AIM
Output the data from the line containing "cloud and returns integer pixel boxes." through the end of the data, both included, as a Markdown table with the columns Row and Line, numbering each line and skipping blank lines. Leave the picture out of the table.

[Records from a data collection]
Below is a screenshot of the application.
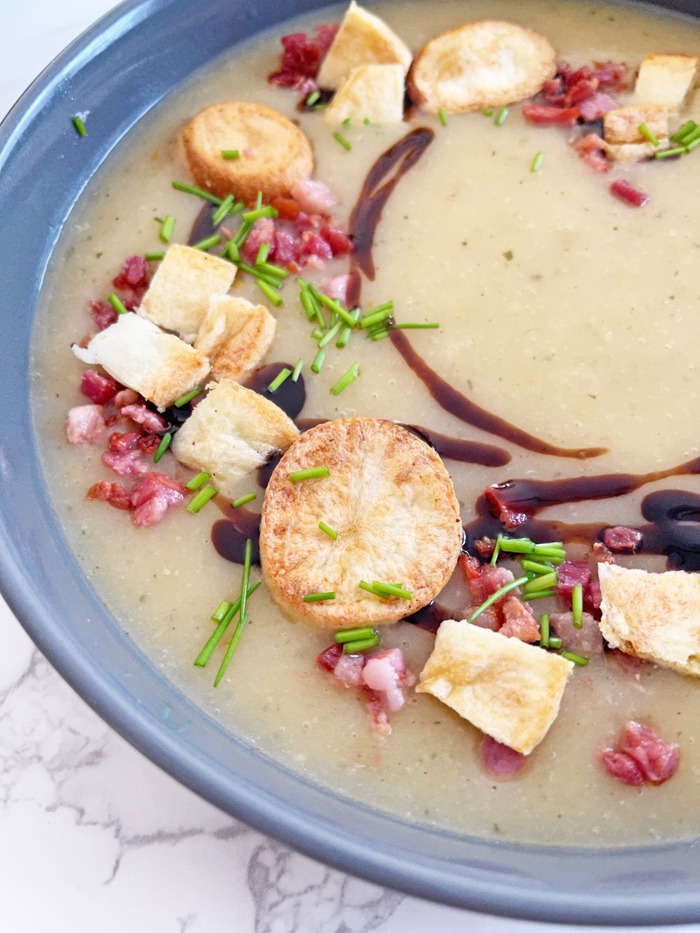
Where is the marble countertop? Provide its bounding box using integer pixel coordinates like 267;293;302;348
0;0;700;933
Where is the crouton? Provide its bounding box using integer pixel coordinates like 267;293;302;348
73;314;209;409
598;564;700;677
182;101;314;203
324;65;404;124
194;295;277;381
407;20;556;113
416;619;574;755
603;104;668;145
172;379;299;498
634;53;698;113
317;0;412;91
138;243;236;343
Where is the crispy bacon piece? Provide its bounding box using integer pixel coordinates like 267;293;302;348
600;720;680;787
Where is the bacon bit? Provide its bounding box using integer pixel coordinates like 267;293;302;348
66;405;107;445
479;735;526;779
610;178;649;207
600;720;680;787
603;525;642;551
131;471;188;528
80;369;119;405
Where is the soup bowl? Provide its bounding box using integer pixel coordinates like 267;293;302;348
0;0;700;924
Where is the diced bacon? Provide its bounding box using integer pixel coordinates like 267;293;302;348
523;104;581;126
121;405;168;434
131;471;187;528
498;596;540;647
603;525;642;551
80;369;119;405
87;479;131;511
549;612;603;658
289;178;338;214
66;405;107;444
600;720;680;786
88;298;118;330
479;735;525;778
610;178;649;207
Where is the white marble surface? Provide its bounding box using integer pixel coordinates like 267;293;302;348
0;0;700;933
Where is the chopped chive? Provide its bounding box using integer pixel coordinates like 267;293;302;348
107;293;129;314
267;366;292;392
343;635;379;654
467;572;527;622
331;363;360;395
494;107;510;126
192;233;221;250
311;350;326;375
158;214;175;243
561;651;588;667
289;465;331;483
214;538;253;687
304;593;335;603
172;181;222;204
153;431;173;463
185;470;211;492
185;486;219;514
637;123;660;146
211;194;235;227
255;279;284;308
173;386;204;408
194;580;261;667
73;113;87;136
571;583;583;628
231;492;258;509
318;522;338;541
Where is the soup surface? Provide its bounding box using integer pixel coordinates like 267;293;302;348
34;0;700;846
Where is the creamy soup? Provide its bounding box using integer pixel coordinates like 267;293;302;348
34;0;700;846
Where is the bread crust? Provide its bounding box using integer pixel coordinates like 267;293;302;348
407;20;556;113
182;101;314;203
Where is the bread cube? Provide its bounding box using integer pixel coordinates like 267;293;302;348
416;619;574;755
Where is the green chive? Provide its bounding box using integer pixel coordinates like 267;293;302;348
73;114;87;136
304;593;335;603
173;386;204;408
172;181;222;204
637;123;660;146
467;572;527;622
153;432;173;463
158;214;175;243
231;492;258;509
561;651;588;667
571;583;583;628
214;538;252;687
185;486;219;515
185;471;211;492
289;465;331;483
318;522;338;541
331;363;360;395
107;293;128;314
267;366;292;392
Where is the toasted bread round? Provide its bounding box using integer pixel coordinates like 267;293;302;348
182;101;314;202
407;20;556;113
260;418;462;629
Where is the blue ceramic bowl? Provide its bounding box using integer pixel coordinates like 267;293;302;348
0;0;700;924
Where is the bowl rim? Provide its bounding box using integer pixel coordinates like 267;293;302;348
0;0;700;925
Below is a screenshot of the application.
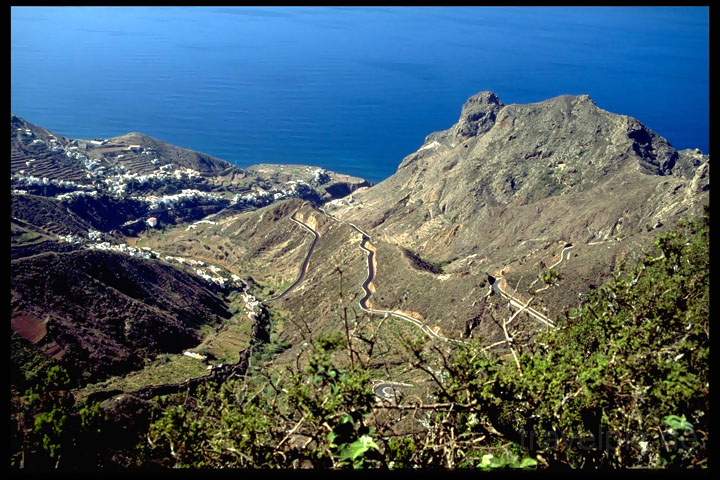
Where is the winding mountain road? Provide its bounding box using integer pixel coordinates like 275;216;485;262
490;276;555;328
268;212;320;302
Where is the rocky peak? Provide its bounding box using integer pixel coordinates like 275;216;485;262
452;91;504;142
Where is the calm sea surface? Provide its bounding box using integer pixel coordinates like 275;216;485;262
11;7;709;181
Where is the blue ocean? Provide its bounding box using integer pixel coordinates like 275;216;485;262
11;7;709;182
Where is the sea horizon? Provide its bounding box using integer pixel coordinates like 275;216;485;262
11;7;710;183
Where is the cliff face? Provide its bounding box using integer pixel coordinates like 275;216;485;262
335;92;709;260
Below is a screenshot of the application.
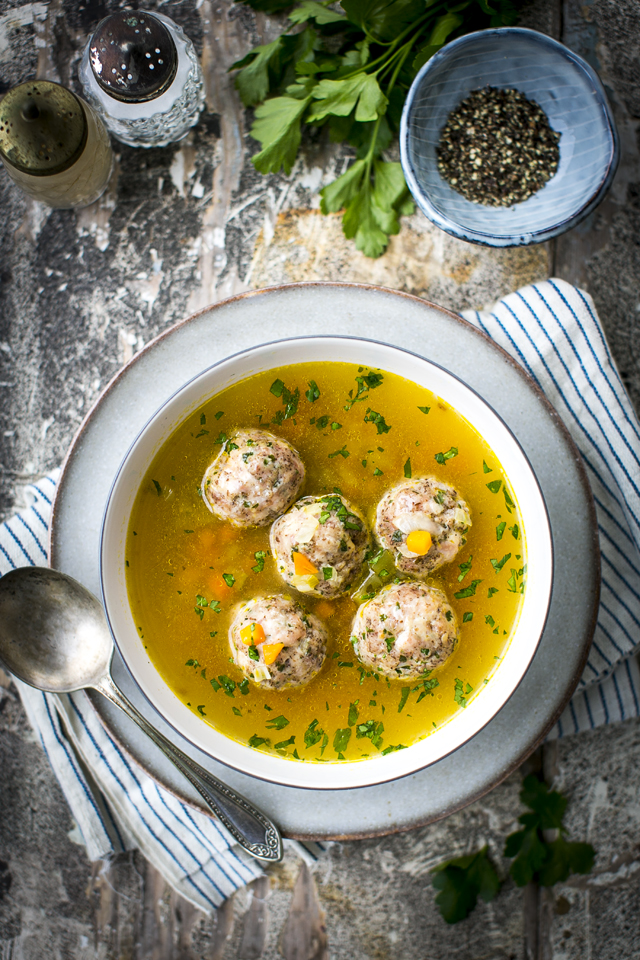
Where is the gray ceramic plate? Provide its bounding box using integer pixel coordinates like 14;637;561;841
50;283;600;839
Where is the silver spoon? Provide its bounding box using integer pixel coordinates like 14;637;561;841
0;567;282;862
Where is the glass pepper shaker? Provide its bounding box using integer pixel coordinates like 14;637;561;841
79;10;204;147
0;80;113;208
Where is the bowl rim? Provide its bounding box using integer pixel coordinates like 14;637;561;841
99;334;555;791
399;27;620;247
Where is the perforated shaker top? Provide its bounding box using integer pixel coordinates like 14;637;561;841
89;10;178;103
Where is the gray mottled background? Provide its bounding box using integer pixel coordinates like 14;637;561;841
0;0;640;960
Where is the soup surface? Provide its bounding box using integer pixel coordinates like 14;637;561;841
126;362;527;762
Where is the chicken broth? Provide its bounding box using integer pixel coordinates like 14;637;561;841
126;362;526;762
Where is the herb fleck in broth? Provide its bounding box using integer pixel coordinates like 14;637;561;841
126;362;526;761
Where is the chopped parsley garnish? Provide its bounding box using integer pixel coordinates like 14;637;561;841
218;674;236;697
273;736;296;750
267;714;289;730
453;677;473;707
491;553;511;573
364;407;391;434
329;443;351;460
249;733;271;749
269;380;284;398
305;380;320;403
251;550;267;573
304;720;324;749
356;720;384;750
454;580;482;600
435;447;458;466
333;727;351;760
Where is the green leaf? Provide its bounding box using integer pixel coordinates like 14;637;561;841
431;847;500;923
251;97;310;174
333;727;351;753
267;714;289;730
413;12;466;71
307;73;387;123
454;580;482;600
230;37;282;107
289;0;347;24
320;160;366;213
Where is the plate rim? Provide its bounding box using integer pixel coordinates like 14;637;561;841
48;281;601;840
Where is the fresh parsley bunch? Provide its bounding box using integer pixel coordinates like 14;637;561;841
231;0;516;257
504;775;595;887
431;774;595;923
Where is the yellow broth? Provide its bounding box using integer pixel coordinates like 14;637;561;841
126;362;526;762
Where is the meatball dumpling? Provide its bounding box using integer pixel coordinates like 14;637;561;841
351;580;458;679
202;430;305;527
376;477;471;578
229;595;327;690
270;494;371;598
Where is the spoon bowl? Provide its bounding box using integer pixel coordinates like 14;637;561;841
0;567;283;862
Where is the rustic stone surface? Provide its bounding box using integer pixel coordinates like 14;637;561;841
0;0;640;960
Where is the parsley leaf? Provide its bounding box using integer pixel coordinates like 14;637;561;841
431;847;500;923
505;774;595;887
454;580;482;600
435;447;458;466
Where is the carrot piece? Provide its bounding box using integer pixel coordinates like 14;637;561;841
314;600;334;617
262;643;284;666
293;551;319;577
407;530;431;557
240;623;265;647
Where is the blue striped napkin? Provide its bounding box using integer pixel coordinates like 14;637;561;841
463;280;640;739
0;471;328;913
0;280;640;912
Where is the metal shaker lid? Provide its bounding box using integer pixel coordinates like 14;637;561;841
89;10;178;103
0;80;87;176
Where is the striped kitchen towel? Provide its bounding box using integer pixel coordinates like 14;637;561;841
463;280;640;738
0;471;328;913
0;280;640;911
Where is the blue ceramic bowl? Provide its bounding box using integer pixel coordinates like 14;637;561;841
400;27;619;247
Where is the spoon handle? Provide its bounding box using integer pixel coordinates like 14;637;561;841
95;677;283;863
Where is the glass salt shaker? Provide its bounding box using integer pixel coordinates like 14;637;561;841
78;10;204;147
0;80;113;208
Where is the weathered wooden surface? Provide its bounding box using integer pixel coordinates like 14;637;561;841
0;0;640;960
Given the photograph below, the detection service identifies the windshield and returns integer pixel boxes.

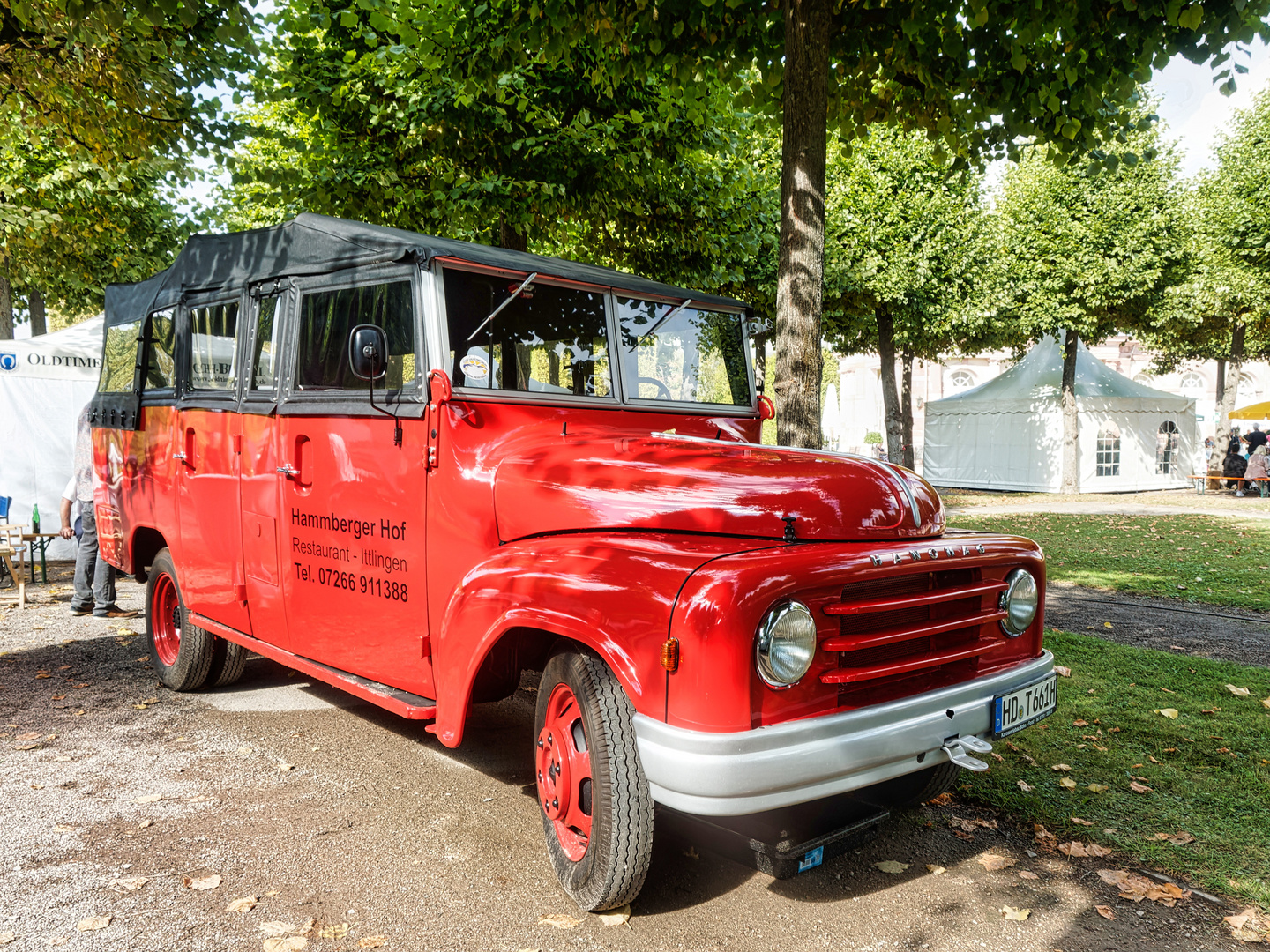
[617,298,753,406]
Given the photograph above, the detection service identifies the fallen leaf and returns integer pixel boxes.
[539,912,582,929]
[597,904,631,926]
[974,853,1019,872]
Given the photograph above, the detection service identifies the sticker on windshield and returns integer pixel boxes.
[459,354,489,380]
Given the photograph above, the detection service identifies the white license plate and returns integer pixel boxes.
[992,674,1058,738]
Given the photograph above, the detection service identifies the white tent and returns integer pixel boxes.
[0,321,104,559]
[922,338,1201,493]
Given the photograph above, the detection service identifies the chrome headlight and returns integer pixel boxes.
[754,602,815,690]
[1001,569,1040,638]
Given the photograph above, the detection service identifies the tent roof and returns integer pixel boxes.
[926,337,1192,413]
[106,212,744,326]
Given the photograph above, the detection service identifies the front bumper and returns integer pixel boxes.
[635,651,1054,816]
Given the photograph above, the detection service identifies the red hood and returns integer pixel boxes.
[494,434,944,540]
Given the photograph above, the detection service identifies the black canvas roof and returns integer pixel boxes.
[106,212,744,328]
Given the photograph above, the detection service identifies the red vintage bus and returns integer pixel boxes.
[93,214,1056,909]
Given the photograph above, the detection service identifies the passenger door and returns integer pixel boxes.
[176,297,250,631]
[278,266,432,695]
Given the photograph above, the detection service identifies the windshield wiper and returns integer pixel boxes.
[467,271,539,343]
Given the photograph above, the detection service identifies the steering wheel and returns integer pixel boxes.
[635,377,675,400]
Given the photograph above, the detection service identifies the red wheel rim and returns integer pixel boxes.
[534,684,592,863]
[150,575,180,667]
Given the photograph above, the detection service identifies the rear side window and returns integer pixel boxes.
[96,321,141,393]
[444,268,614,398]
[295,280,416,391]
[617,298,753,406]
[190,301,239,392]
[145,307,176,390]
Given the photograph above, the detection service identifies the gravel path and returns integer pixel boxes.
[0,571,1254,952]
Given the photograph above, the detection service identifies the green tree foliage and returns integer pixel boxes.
[215,4,773,289]
[339,0,1270,445]
[0,0,253,162]
[826,127,988,465]
[992,116,1190,493]
[0,123,187,337]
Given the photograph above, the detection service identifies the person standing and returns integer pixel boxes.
[69,404,138,618]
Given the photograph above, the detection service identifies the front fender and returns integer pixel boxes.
[432,533,770,747]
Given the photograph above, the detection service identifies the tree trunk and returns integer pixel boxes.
[497,216,529,251]
[875,305,904,464]
[900,350,917,470]
[0,274,12,340]
[1217,324,1249,453]
[26,288,49,338]
[1060,329,1080,494]
[773,0,831,450]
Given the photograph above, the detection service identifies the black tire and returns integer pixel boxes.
[207,635,251,688]
[534,649,653,911]
[146,548,213,690]
[897,761,961,807]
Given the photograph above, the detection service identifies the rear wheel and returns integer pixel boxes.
[146,548,213,690]
[534,650,653,910]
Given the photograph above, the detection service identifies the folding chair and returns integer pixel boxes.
[0,523,26,608]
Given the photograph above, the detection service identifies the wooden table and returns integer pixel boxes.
[21,532,63,585]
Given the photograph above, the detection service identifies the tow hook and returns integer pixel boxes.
[944,735,992,773]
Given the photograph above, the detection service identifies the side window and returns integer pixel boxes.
[296,280,416,392]
[617,298,753,406]
[444,268,614,398]
[251,294,282,392]
[145,307,176,391]
[190,301,239,393]
[96,321,141,393]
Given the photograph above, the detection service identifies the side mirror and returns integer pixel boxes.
[348,324,389,381]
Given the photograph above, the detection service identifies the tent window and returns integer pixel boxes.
[96,321,141,393]
[1094,429,1120,476]
[145,307,176,392]
[296,280,415,391]
[1155,420,1181,476]
[190,301,239,392]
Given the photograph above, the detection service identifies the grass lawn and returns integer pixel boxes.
[952,513,1270,611]
[958,632,1270,906]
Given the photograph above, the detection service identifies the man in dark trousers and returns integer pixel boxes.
[63,405,138,618]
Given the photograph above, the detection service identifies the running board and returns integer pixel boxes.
[190,612,437,721]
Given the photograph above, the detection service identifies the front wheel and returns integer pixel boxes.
[146,548,213,690]
[534,650,653,911]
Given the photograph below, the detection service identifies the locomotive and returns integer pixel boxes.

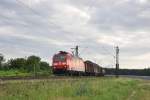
[52,51,104,76]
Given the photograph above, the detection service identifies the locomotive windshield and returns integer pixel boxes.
[54,55,65,61]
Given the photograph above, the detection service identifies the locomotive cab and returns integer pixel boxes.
[52,51,67,74]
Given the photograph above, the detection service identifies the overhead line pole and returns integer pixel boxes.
[116,46,119,77]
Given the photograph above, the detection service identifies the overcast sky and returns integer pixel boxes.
[0,0,150,68]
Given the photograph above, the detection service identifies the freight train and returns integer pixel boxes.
[52,51,105,76]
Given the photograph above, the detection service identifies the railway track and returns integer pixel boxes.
[0,76,101,81]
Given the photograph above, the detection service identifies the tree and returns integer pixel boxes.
[26,55,41,74]
[0,53,4,69]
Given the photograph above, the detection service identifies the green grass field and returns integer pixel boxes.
[0,70,51,78]
[0,77,150,100]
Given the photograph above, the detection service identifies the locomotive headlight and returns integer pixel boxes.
[54,63,58,66]
[62,62,66,65]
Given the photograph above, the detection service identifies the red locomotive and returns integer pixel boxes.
[52,51,105,76]
[52,51,85,74]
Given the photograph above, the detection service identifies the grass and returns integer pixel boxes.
[0,69,50,77]
[0,70,31,77]
[0,78,150,100]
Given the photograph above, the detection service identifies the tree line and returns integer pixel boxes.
[0,54,51,72]
[105,68,150,76]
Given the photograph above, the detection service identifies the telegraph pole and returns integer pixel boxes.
[75,46,79,57]
[116,46,119,77]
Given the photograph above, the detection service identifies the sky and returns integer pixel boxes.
[0,0,150,69]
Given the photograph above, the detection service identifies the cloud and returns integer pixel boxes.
[0,0,150,68]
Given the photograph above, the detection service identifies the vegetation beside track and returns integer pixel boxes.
[0,69,51,78]
[0,77,150,100]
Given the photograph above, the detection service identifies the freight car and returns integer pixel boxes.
[52,51,104,76]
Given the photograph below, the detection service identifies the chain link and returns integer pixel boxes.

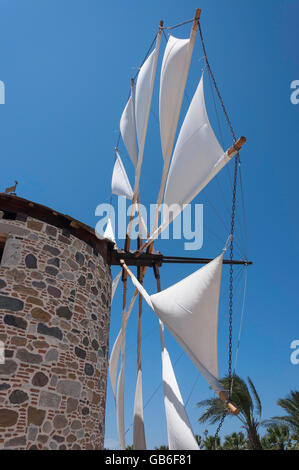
[198,21,240,448]
[214,410,227,450]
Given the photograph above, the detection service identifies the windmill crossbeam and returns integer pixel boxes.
[110,250,252,267]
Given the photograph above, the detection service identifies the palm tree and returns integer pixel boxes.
[222,432,247,450]
[197,375,262,450]
[266,390,299,435]
[262,424,292,450]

ANSWER BELOW
| Row | Line |
|---|---|
| 1 | Given the photograph above, the detection service identifies the cloud and returns integer pixel boxes. |
| 2 | [0,0,150,68] |
| 3 | Given the photograph above, the detection service identifies the vegetation beside track and returns integer pixel boxes. |
| 4 | [0,69,51,78] |
| 5 | [0,77,150,100] |
| 6 | Given the photograph above, the detection service identifies the freight car and returns integer pixel boxes. |
| 7 | [52,51,104,76] |
| 8 | Given the photograph below, the detection service identifies the chain link and returns integer pixel boxes. |
| 9 | [198,21,240,448] |
| 10 | [214,410,227,450] |
| 11 | Given the photograph above, the detection service identifies the windmill crossbeam and returns integer pixel boxes. |
| 12 | [110,250,252,267] |
| 13 | Given the photograph above, the detection service identifies the palm tree and returns integer pixel boxes. |
| 14 | [222,432,247,450] |
| 15 | [197,375,262,450] |
| 16 | [266,390,299,435] |
| 17 | [262,424,292,450] |